>> begin SUPPLIED DATA

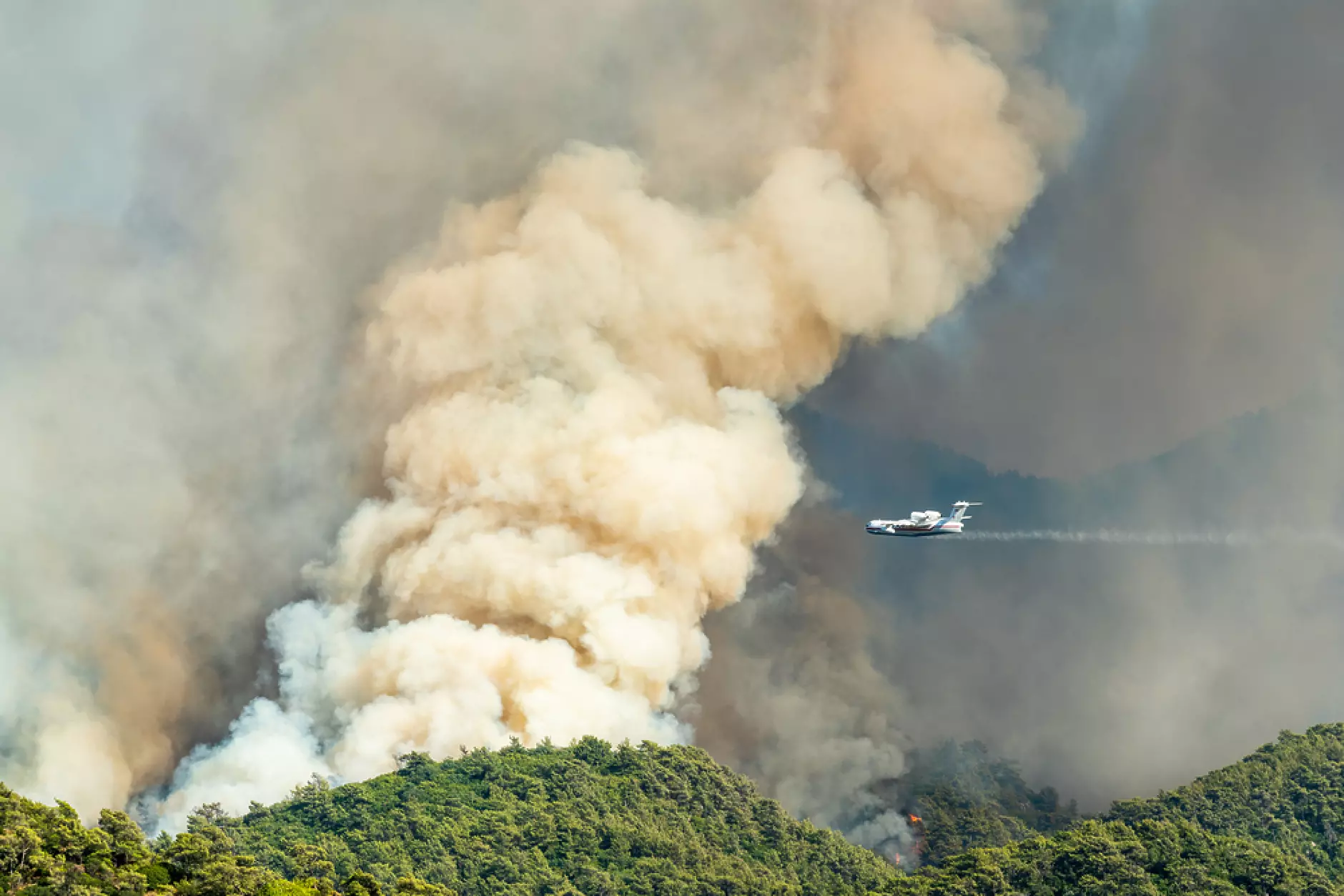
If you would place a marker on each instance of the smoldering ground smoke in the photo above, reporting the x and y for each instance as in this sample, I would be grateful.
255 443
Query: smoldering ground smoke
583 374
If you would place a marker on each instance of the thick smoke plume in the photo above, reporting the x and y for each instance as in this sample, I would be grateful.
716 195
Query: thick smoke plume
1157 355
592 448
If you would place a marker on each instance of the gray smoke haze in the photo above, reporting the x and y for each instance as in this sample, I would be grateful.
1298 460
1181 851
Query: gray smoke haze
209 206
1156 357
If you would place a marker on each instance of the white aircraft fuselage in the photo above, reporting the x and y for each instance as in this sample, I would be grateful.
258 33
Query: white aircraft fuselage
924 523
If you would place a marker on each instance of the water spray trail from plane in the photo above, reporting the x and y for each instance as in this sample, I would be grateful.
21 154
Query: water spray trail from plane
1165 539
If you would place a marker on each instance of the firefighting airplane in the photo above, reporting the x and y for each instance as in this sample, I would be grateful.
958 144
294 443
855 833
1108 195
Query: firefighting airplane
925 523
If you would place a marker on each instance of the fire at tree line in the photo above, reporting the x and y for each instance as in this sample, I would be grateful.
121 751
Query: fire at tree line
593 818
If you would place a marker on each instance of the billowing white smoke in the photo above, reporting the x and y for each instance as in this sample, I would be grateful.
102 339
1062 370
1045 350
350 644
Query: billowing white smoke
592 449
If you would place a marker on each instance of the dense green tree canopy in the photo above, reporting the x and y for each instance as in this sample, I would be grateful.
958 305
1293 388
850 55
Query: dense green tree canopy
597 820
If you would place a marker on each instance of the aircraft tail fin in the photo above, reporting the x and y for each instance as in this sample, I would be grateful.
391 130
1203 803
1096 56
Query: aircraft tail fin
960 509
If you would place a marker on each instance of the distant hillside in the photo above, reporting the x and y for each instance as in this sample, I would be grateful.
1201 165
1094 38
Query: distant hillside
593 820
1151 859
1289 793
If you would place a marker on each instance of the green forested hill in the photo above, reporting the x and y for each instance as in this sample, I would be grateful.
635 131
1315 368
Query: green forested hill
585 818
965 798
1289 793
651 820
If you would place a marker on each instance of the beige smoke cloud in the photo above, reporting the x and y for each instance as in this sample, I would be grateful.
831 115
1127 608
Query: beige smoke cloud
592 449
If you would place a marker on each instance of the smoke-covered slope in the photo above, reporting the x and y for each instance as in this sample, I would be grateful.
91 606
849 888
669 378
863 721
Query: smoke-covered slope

>> end SUPPLIED DATA
>> begin SUPPLIED DATA

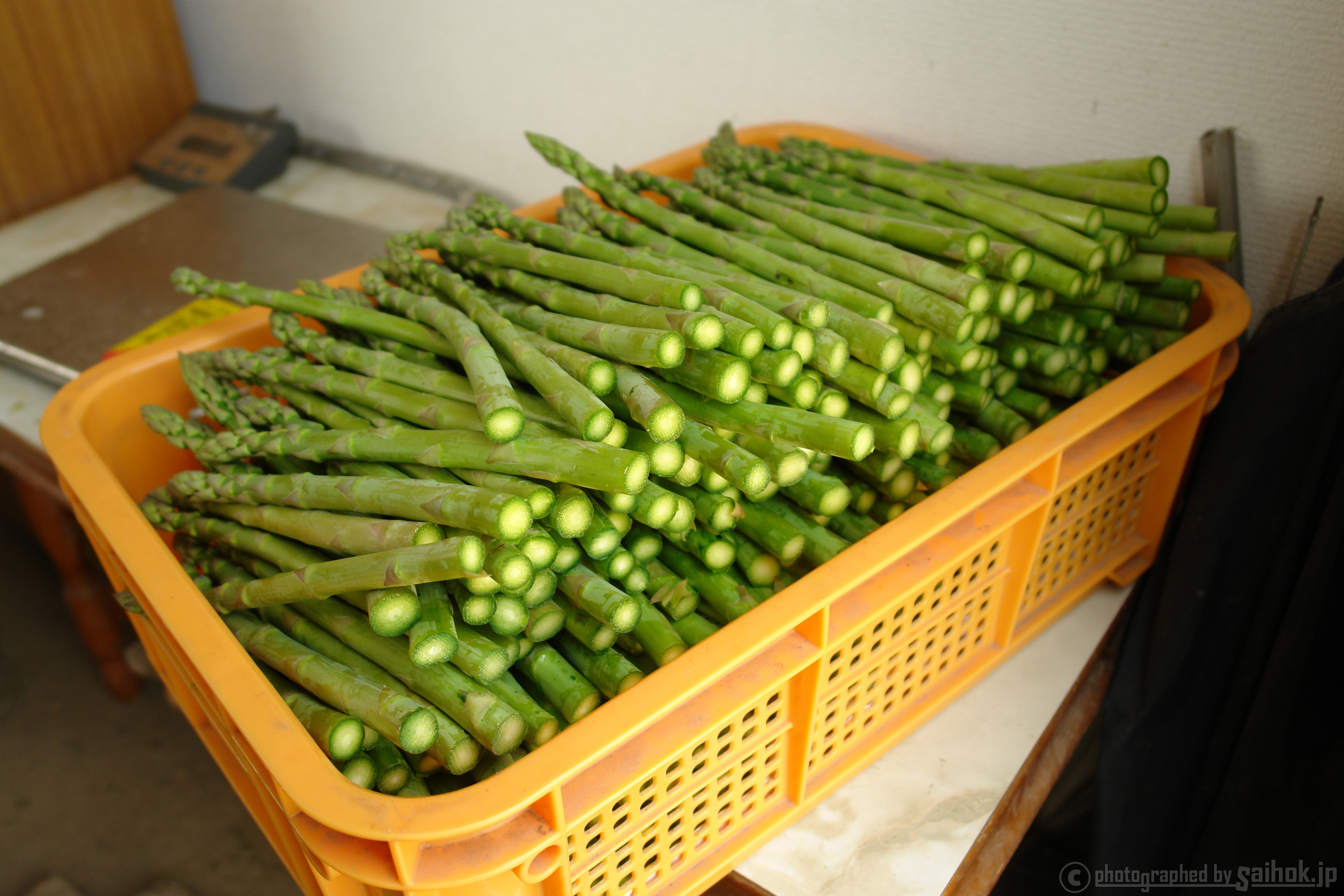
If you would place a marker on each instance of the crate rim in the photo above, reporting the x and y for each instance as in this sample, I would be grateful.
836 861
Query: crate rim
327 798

>> end SUPPLIED DATA

Show each line above that contains the word "airplane", copied in full. Match case exactly.

If you would place a marker on each instance of the firefighting airplane in the photo above, reporting the x and y for each instance as in this sample, I would be grateful.
Query: firefighting airplane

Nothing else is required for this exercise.